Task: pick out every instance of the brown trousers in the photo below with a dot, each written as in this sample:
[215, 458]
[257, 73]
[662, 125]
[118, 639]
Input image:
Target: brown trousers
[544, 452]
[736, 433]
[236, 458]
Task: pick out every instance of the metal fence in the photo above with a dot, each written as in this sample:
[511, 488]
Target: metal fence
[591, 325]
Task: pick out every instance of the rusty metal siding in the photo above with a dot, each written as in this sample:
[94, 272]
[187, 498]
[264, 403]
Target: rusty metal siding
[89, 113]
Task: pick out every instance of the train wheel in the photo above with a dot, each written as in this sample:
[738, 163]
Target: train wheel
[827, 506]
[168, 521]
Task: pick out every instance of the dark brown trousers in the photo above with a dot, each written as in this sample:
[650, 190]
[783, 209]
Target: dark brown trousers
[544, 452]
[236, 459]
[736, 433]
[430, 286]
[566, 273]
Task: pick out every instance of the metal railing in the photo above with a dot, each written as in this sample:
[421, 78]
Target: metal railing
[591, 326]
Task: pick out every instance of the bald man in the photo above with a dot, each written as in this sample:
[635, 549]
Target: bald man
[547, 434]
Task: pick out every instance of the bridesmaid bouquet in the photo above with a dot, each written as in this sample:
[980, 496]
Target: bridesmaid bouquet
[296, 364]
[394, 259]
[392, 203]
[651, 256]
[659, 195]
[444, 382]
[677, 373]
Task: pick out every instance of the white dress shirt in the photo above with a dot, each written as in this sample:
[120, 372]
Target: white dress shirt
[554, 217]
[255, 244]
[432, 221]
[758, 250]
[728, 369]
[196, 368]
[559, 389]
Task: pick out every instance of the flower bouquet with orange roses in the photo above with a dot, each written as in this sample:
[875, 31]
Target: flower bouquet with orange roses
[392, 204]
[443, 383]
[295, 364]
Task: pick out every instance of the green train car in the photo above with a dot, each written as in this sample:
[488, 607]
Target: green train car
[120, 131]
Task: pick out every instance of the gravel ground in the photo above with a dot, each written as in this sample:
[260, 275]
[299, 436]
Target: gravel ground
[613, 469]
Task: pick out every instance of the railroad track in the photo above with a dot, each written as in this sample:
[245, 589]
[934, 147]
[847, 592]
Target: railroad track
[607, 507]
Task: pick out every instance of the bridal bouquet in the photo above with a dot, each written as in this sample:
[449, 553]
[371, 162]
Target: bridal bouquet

Short task: Copy out the records word for word, from the line containing "Task: pick out every instance of the bridal" through the end of the records, including that first line.

Solved problem:
Task: pick out every instance of the bridal bouquet in the photo above with a dot, each written as in this sample:
[449, 553]
[371, 162]
Target: bridal bouquet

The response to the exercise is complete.